# [Artykuł]
+---+

Zdecydowaliśmy się na taki wariant, wychodząc z założenia, że lepiej znamy się na zarabianiu na dom, niż na jego stawianiu. Panowie chwalili się, że budują 20 domów rocznie, pokazali nam zdjęcia z wcześniejszych budów i zaproponowali sensowną cenę. Podpisaliśmy więc umowę na stan surowy zamknięty.
Początek miło nas zaskoczył: trójka murarska była myśląca, pracowita i… niepijąca. Dom bez dachu i schodów stanął w trzy tygodnie. Podobnie prezentowali się dekarze i cieśle – po czterech miesiącach mogliśmy z czystym sumieniem rozliczyć ostatnią fakturę. Stanęło pytanie – co dalej? Ponieważ z dotychczasowego obrotu spraw byliśmy zadowoleni, a „nasza” firma reklamowała się jako budująca pod klucz, naturalnym odruchem było zaproponowanie jej dalszej współpracy.
I tu zaczęły się „schody” – pewne zachowania właścicieli, których niestety w porę nie rozszyfrowaliśmy. Na nasze prośby o spotkanie w sprawie dalszej umowy panowie, wcześniej uprzedzająco uczynni, teraz reagowali z opóźnieniem i niemrawo. Byli wciąż zajęci, przekładali termin, albo w końcu umawiali się i nie przyjeżdżali. Kiedy w końcu jeden z nich poinformował nas przez telefon, że jego partner miał ciężki wypadek, uznaliśmy że kręcą. Trzeba dać im spokój i poszukać innego wykonawcy.
Ale dwa tygodnie później pojawili się obaj, w tym jeden z autentycznym szwem na głowie. To uśpiło naszą czujność, zasiedliśmy więc do rozmów. W ich wyniku, po przedłużającym się znów w nieskończoność oczekiwaniu, otrzymaliśmy kosztorys na drugi etap. Po pierwsze nieprecyzyjny (wszystkie powierzchnie zawyżone, a dom przecież świetnie znali, bo mieli u siebie projekt budowlany ), a po drugie – zaporowy. Ceny z reguły mocno przewyższały te znane nam z rynku. Wyglądało na to, że nasi wykonawcy robią wszystko, by nas do siebie zniechęcić.
My jednak byliśmy uparci. Postanowiliśmy kontynuować rozmowy, negocjując każdą pozycję z osobna. Powód był prosty: zanim zaczęliśmy budowę byliśmy trochę przestraszeni legendami na temat złych praktyk wykonawczych, nieuczciwości i pijaństwa budowlańców. Nie znamy się na budowaniu, więc skoro udało nam się trafić na firmę trzeźwą, sprawną i uczciwą, chcieliśmy za wszelką cenę zatrzymać ją do końca. I postawiliśmy na swoim – umowa na stan deweloperski została podpisana.
Prace ruszyły, ale szły już znacznie wolniej, a szefowie firmy mieli dla nas dużo mniej czasu. W końcu, po upływie kolejnych 9 miesięcy zamieszkaliśmy we własnym domu. Entuzjazm, że dom stoi i „trzyma się kupy”, nie pozwolił nam dostrzec licznych fuszerek. Gips-kartony na poddaszu popękały w ciągu pierwszego półrocza. Rachunki za gaz po pierwszej zimie były monstrualne, a mimo to w sypialniach wiało. Pokoje pod skosami, choć zamieszkane, były wiecznie niewykończone, bo czuliśmy, że prędzej czy później coś z tym problemem trzeba będzie zrobić. Przez trzy lata nie mieliśmy nawet motywacji, żeby wstawić na poddasze porządne meble.

+---+

# [Materiał do ćwiczeń]
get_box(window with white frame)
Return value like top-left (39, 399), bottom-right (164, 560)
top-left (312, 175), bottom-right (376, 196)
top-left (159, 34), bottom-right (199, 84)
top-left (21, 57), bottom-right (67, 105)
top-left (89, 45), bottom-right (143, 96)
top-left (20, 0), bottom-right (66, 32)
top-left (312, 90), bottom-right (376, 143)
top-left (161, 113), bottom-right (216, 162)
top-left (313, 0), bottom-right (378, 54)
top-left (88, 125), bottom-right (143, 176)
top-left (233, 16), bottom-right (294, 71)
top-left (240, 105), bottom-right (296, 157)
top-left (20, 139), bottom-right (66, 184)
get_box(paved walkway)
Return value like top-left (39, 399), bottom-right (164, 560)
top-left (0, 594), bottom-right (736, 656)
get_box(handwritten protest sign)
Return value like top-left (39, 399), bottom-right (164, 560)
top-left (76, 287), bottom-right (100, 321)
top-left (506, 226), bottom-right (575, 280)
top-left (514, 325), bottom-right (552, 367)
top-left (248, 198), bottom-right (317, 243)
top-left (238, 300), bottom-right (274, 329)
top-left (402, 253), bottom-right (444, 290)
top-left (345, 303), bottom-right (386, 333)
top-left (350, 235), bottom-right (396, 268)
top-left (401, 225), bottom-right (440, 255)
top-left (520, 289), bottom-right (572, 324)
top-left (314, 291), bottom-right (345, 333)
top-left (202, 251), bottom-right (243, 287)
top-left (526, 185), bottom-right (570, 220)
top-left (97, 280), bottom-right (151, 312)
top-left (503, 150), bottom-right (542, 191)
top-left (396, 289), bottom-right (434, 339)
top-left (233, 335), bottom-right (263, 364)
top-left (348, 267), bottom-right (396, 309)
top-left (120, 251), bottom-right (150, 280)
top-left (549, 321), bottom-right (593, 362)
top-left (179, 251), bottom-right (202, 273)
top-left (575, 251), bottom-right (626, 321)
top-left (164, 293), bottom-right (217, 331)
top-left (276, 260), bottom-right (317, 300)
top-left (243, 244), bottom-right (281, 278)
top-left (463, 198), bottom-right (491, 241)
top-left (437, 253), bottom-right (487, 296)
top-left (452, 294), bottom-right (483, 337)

+---+

# [Lista zadań]
[1] Czy możesz powielić bez żadnych zmian wpisy od wiersza zawierającego „get_box(paved walkway)” w dół aż po wiersz zawierający „top-left (0, 594), bottom-right (736, 656)”, łącznie z oboma skrajnymi?
[2] Jak mogłaby brzmieć dalsza część artykułu o budowie domu? Dopisz ją, zaczynając zaraz po ostatnim zamieszczonym zdaniu.

# [Odpowiedzi]
[1]
get_box(paved walkway)
Return value like top-left (39, 399), bottom-right (164, 560)
top-left (0, 594), bottom-right (736, 656)

[2]
W tym roku zdecydowaliśmy się na desperacki ruch: dosyć marznięcia, robimy generalny remont. Znaleźliśmy firmę, która specjalizuje się w docieplaniu i wykańczaniu poddaszy. Nie mieliśmy gwarancji, że zrobią lepiej, ale wystarczyła mina szefa, kiedy zobaczył nasze ściany: omal się nie przewrócił. A potem nastąpiła odsłona – zdjęcie starych gips-kartonów. Naszym oczom ukazał się widok fascynujący: wiatroizolacja widoczna przez kilkucentymetrowe szpary w płytach wełny i kompletnie niedocieplona drewniana murłata na ściance kolankowej (w tym miejscu wiało najbardziej i nic dziwnego – jedyną izolacją było tu 10 cm drewna). Brakowało też wełny w szczelinie między skrajną krokwią a ścianą szczytową poddasza.
Ale najciekawszy widok przedstawiała konstrukcja stalowych profili pod płyty suchego tynku, porzeźbiona z kawałków stali i drewnianych klinów, przybita na sztywno do krokwi wkrętami do… drewna! Dopiero od nowej ekipy dowiedzieliśmy się, że profile mocuje się nie na wkręty, a na tzw. wieszaki, które zapobiegają pękaniu płyt, gdy więźba dachowa „pracuje”. Nasz nowy wykonawca i jego pracownicy zgodnie ocenili, że ktoś, kto to zrobił, robił to po raz pierwszy w życiu.
I to był właśnie jeden z powodów, dla którego właściciele firmy budującej nasz dom rękami i nogami bronili się przed jego wykańczaniem – po prostu nigdy wcześniej tego nie robili. Migali się, zamiast jasno nam powiedzieć o co chodzi. Były też pewnie inne, równie prozaiczne powody, które dziś są dla nas jasne: na stanie surowym zarabia się najwięcej w najkrótszym czasie. A inwestor po pierwsze najmniej się wtrąca (bo o betonie, zaprawach i zbrojeniu zwykle ma słabe pojęcie), a po drugie – najhojniej płaci, bo jeszcze MA pieniądze.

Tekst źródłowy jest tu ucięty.